PROMPT
Update the part of the listing that runs from its start through the line containing "(96, 12), (102, 60)", changing "utility pole" to "power pole" and leaving everything else as it is. Leave the pictures out of your answer.

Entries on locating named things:
:::
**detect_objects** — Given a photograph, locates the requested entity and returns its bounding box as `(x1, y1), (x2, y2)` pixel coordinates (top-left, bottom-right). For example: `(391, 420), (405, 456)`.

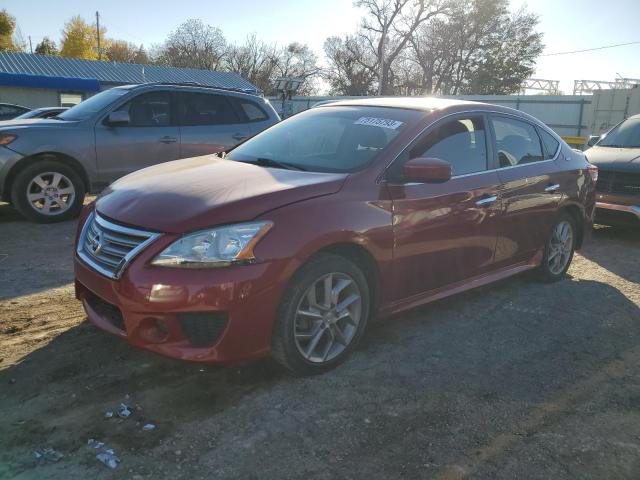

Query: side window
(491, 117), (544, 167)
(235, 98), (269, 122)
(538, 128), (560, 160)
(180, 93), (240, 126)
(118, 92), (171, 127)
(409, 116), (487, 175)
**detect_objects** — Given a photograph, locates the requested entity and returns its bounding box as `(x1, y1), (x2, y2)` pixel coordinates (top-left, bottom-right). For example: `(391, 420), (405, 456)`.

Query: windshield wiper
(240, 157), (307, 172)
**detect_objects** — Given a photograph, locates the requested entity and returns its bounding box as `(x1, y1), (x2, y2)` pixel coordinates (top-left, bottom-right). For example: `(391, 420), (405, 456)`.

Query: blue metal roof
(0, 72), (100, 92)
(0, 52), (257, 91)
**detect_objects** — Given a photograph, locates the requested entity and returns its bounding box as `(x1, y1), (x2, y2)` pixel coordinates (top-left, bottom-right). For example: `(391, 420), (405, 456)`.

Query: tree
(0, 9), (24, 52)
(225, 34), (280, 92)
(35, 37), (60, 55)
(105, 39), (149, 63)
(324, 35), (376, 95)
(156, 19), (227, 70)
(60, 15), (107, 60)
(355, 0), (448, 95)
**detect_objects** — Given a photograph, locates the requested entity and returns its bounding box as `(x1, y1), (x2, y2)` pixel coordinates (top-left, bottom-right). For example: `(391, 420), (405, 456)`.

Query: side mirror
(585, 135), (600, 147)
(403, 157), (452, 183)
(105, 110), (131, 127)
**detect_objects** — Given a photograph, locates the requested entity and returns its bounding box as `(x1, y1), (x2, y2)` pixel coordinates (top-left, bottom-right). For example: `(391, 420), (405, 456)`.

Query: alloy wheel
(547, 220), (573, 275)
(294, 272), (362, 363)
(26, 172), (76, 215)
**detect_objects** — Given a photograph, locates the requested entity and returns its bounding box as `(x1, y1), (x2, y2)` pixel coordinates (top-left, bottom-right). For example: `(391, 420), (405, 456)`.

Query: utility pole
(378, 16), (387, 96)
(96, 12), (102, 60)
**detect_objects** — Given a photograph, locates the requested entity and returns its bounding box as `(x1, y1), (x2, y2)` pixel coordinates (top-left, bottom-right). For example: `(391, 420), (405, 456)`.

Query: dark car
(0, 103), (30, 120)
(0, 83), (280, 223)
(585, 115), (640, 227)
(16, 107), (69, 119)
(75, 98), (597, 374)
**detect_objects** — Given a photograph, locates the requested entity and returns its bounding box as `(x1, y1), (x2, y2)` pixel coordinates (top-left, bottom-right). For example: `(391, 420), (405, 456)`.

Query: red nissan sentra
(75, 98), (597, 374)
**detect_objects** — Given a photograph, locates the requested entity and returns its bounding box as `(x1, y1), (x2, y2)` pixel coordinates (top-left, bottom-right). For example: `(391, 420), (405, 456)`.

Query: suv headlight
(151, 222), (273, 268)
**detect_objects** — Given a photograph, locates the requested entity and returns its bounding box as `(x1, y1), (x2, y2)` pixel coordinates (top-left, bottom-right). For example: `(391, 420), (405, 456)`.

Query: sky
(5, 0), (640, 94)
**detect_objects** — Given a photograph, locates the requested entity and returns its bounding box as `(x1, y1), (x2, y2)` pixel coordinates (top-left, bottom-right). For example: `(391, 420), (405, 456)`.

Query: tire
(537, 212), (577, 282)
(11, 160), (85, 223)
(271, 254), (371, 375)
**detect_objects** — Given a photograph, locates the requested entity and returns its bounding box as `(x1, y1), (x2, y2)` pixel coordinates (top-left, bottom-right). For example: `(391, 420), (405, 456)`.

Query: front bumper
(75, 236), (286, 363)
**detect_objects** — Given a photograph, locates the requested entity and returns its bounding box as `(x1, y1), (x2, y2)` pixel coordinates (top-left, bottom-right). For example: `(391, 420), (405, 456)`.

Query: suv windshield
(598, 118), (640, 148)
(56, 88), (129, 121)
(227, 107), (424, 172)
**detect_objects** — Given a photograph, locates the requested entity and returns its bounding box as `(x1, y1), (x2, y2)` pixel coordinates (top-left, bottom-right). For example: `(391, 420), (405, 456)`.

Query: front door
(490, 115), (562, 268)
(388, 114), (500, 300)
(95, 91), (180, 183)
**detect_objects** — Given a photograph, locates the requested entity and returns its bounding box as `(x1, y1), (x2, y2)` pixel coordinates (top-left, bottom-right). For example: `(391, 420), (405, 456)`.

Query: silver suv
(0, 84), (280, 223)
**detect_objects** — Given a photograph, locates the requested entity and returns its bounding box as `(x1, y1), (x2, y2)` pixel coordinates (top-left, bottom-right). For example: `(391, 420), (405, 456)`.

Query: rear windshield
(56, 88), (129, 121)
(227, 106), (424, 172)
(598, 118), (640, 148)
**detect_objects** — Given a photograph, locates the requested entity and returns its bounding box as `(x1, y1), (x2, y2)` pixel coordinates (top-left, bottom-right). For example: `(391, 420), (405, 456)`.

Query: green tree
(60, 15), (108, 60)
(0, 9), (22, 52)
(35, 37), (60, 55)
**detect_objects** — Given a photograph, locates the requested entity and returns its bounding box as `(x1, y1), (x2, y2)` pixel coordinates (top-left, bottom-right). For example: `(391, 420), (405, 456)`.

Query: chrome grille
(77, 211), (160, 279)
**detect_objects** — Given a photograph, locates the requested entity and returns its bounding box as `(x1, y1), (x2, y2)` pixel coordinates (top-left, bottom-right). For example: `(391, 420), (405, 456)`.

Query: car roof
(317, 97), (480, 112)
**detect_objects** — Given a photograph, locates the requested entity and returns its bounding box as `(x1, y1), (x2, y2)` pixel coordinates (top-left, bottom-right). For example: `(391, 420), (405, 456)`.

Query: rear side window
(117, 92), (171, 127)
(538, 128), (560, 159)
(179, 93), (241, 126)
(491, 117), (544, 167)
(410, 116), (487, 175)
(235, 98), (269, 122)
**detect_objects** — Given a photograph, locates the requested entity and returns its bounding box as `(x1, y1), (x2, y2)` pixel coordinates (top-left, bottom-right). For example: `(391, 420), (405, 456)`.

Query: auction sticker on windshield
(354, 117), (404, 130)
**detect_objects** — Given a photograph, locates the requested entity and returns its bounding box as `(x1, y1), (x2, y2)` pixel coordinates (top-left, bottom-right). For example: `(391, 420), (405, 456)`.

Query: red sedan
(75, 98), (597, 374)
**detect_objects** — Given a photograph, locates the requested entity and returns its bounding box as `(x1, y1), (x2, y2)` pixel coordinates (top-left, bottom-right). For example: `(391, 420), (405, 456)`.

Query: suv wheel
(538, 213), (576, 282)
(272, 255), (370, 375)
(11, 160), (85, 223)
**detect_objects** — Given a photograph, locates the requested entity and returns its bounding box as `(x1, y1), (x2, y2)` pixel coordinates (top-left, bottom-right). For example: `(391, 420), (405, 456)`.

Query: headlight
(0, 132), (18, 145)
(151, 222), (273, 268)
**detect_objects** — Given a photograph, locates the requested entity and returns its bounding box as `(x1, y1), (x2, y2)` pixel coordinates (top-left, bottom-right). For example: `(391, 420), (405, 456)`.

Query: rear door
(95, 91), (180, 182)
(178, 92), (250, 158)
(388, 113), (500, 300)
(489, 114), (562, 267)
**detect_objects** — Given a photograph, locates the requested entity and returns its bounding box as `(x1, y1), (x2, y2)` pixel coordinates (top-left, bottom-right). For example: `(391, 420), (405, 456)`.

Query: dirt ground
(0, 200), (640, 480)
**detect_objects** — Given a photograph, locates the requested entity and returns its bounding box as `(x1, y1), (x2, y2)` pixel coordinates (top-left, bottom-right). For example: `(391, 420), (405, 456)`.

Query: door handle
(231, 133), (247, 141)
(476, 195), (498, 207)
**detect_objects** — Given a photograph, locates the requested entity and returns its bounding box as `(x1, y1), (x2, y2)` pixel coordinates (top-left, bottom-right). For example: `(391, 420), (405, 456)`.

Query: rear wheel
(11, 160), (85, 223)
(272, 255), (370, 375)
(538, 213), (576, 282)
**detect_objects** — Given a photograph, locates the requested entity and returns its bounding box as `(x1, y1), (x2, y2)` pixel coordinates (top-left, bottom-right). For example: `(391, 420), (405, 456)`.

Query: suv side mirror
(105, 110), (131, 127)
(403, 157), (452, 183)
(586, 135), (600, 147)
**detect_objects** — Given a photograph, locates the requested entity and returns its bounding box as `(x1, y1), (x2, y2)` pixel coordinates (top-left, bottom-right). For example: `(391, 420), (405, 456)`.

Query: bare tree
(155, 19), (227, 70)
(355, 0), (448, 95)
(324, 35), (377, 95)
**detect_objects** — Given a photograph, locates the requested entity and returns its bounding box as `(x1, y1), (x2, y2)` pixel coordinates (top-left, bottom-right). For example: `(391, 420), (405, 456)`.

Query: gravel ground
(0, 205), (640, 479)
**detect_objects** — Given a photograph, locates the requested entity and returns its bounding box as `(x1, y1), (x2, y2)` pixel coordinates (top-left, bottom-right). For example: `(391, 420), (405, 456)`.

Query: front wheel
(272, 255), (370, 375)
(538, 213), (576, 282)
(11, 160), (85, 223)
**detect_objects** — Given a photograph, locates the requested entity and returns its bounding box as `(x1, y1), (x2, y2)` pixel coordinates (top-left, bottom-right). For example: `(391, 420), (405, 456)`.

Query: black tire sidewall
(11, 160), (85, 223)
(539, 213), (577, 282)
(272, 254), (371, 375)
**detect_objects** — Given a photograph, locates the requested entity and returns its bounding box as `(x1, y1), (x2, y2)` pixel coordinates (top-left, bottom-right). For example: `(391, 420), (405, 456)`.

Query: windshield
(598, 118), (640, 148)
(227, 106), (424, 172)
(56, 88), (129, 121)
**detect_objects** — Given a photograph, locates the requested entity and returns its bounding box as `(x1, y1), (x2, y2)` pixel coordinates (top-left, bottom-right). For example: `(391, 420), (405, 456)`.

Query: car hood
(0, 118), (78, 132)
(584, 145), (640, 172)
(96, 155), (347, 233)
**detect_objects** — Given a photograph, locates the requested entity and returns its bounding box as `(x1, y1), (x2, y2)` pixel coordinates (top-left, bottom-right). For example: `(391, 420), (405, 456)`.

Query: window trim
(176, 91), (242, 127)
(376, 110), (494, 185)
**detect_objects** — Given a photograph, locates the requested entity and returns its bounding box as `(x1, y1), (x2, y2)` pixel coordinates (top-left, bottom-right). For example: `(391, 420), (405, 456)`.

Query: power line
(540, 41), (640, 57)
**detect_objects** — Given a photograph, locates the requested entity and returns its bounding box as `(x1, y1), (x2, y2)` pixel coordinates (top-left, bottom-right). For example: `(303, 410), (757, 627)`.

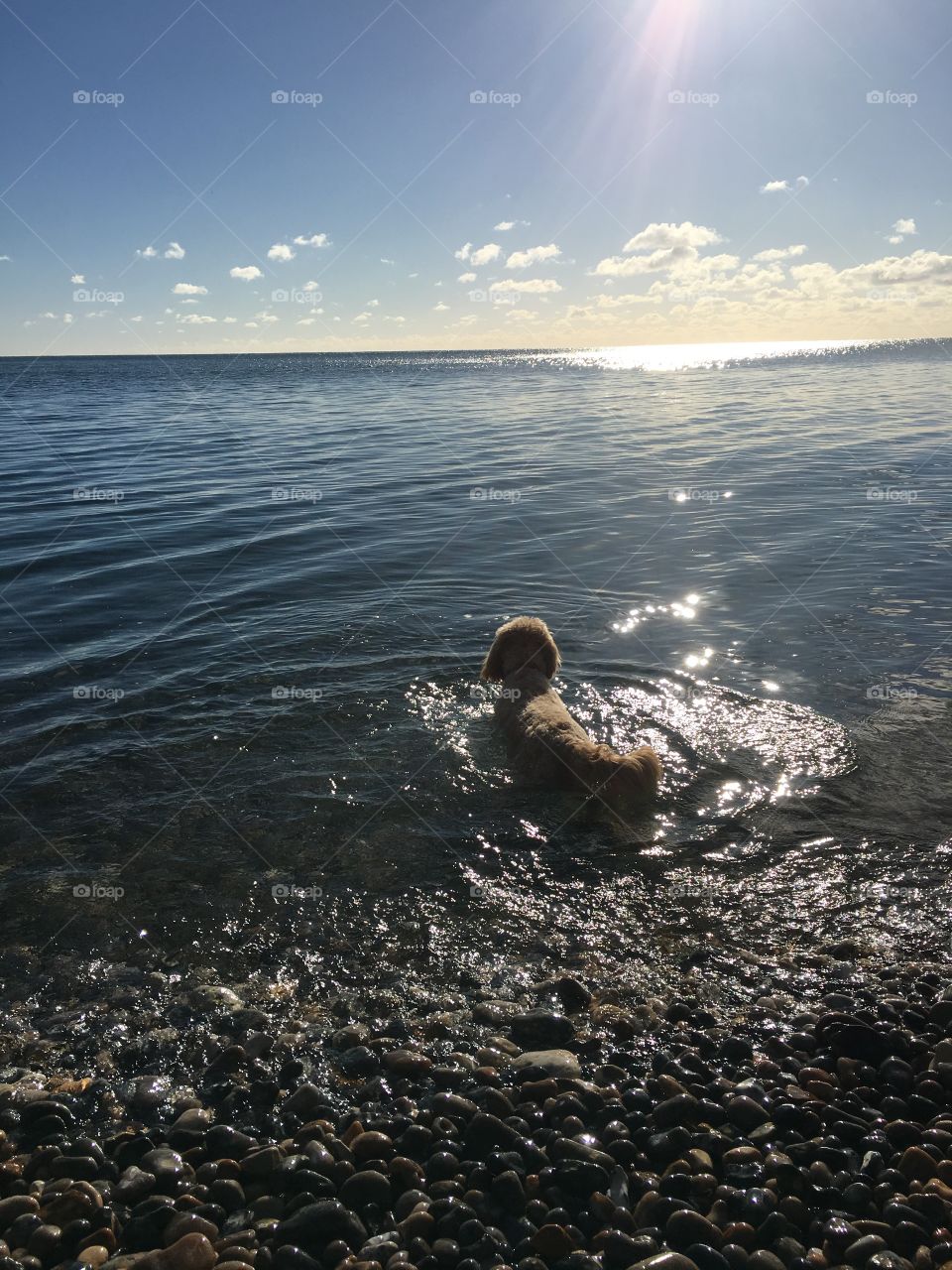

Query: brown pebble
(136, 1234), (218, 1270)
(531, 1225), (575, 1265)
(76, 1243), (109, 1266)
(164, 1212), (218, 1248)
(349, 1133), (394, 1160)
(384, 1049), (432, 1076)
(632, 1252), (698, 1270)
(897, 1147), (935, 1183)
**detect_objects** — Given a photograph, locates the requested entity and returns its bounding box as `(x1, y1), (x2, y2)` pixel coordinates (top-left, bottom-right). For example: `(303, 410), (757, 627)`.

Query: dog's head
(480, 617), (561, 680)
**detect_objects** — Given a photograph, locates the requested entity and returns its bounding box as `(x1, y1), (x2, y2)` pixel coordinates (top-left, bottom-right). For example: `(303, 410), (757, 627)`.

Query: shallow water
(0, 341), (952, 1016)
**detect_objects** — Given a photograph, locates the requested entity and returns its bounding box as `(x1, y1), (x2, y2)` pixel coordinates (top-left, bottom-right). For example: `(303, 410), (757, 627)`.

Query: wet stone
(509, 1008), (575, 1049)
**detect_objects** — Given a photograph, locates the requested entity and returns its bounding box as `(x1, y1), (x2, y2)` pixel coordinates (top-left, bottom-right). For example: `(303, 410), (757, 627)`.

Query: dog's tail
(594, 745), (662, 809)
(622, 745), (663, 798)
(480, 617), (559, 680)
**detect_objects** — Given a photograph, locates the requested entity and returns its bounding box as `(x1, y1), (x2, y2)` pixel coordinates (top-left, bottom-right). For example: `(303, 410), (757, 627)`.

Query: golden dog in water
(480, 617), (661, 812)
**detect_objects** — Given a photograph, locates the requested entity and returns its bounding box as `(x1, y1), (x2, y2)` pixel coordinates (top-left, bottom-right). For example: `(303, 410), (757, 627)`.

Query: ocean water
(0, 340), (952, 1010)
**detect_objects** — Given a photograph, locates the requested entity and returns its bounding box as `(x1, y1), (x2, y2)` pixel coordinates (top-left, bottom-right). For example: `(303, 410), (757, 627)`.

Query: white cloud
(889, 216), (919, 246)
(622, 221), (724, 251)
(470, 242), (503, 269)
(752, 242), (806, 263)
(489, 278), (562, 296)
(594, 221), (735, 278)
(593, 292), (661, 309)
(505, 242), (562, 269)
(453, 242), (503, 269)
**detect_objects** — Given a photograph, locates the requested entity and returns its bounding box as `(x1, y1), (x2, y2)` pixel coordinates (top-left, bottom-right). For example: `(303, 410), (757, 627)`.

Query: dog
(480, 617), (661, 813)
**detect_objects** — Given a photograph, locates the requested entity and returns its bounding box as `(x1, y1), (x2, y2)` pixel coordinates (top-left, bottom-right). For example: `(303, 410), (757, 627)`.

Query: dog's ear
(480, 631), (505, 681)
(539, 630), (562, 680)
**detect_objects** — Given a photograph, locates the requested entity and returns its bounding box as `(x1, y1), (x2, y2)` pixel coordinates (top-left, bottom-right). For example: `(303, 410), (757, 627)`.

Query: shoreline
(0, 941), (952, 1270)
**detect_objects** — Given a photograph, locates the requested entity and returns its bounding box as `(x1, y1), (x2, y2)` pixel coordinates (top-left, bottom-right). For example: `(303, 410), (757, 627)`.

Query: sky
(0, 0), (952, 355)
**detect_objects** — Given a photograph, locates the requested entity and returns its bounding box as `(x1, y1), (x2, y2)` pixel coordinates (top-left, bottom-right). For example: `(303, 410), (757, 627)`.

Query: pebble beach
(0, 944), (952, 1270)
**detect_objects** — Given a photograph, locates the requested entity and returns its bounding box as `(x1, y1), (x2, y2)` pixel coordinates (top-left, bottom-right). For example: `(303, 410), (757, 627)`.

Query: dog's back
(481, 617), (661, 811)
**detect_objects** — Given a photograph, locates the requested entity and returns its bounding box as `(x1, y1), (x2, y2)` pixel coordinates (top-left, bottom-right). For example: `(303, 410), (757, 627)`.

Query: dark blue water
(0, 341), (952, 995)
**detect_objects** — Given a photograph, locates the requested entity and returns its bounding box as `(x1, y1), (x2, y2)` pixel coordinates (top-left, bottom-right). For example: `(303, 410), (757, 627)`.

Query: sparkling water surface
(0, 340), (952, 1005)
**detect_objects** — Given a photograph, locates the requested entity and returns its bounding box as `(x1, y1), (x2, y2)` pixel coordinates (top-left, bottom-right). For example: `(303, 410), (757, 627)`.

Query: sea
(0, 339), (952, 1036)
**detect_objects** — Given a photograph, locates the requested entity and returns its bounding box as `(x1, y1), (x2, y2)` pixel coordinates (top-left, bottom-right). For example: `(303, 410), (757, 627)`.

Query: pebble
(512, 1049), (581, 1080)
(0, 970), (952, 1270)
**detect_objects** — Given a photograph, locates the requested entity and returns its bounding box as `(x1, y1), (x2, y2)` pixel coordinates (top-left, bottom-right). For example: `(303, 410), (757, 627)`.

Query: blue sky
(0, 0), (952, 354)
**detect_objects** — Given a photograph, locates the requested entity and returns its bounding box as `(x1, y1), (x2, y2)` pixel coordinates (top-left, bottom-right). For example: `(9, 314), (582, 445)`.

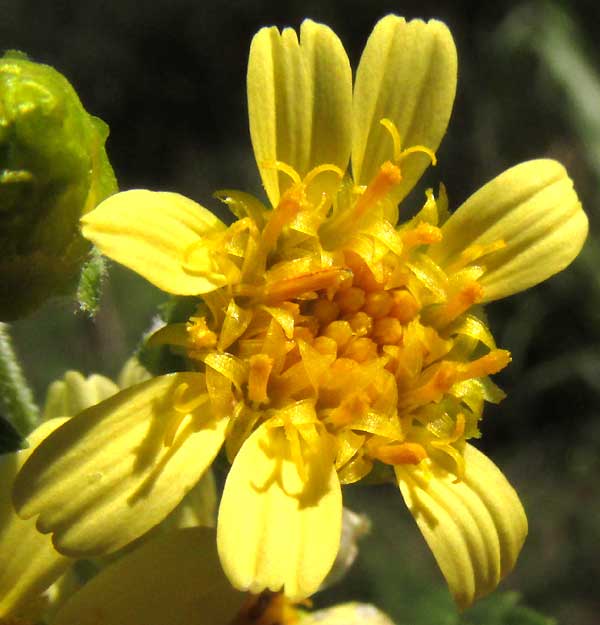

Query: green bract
:::
TASK SOLUTION
**detect_objects** — Given a photograph, locates the requested entity and returns its bounding box as `(x1, y1), (x2, y2)` pixel coordinates (top-left, bottom-right). For example: `(391, 420), (405, 456)`.


Query: side window
(491, 117), (544, 167)
(235, 98), (269, 122)
(538, 128), (560, 160)
(180, 93), (240, 126)
(118, 92), (171, 127)
(409, 116), (487, 175)
**detect_objects** — Given a photograph, locates the requested entity and returns its bounding box as `(x1, y1), (x2, y2)` pixel coordinates (top-left, bottom-right). For example: `(391, 420), (405, 456)`.

Query: windshield wiper
(240, 157), (307, 172)
**detect_objects** — Given a photograph, locates the requested entity and returns its bounding box as `(x1, y1), (x2, y2)` pixel coordinates (top-left, bottom-right). For example: `(391, 420), (405, 456)`.

Query: blue metal roof
(0, 72), (100, 92)
(0, 52), (257, 91)
**detect_objects** — Given a photograph, locates the requested entity and returns its bounding box as `(x1, y1), (x2, y2)` pixel coordinates (top-left, bottom-right). For example: `(391, 420), (405, 456)`.

Query: tree
(0, 9), (24, 52)
(225, 34), (280, 92)
(35, 37), (60, 55)
(105, 39), (149, 63)
(324, 35), (376, 95)
(156, 19), (227, 70)
(60, 15), (107, 60)
(355, 0), (448, 95)
**detect_objects** — Given a photograph, locates the requested entity and returns its bounding box as `(x1, y1), (x2, y2)` pixel coordinates (top-left, bottom-right). For example: `(391, 420), (405, 456)`.

Query: side mirror
(585, 135), (600, 147)
(403, 157), (452, 183)
(105, 110), (131, 127)
**detect_objects** — Given a photograph, locates the requested entity and returns its bounding box as `(x1, y1), (x2, y2)` pixel coordinates (top-left, bottom-right). For example: `(391, 420), (405, 456)`.

Query: alloy wheel
(547, 220), (573, 275)
(294, 272), (362, 363)
(26, 172), (76, 215)
**detect_objects** — Given a photograph, locates the requested entity and returns its bounding box as `(x1, y1), (x2, y2)` pixel coordinates (top-left, bottom-right). For example: `(391, 420), (405, 456)`.

Query: power pole
(378, 16), (387, 96)
(96, 12), (102, 60)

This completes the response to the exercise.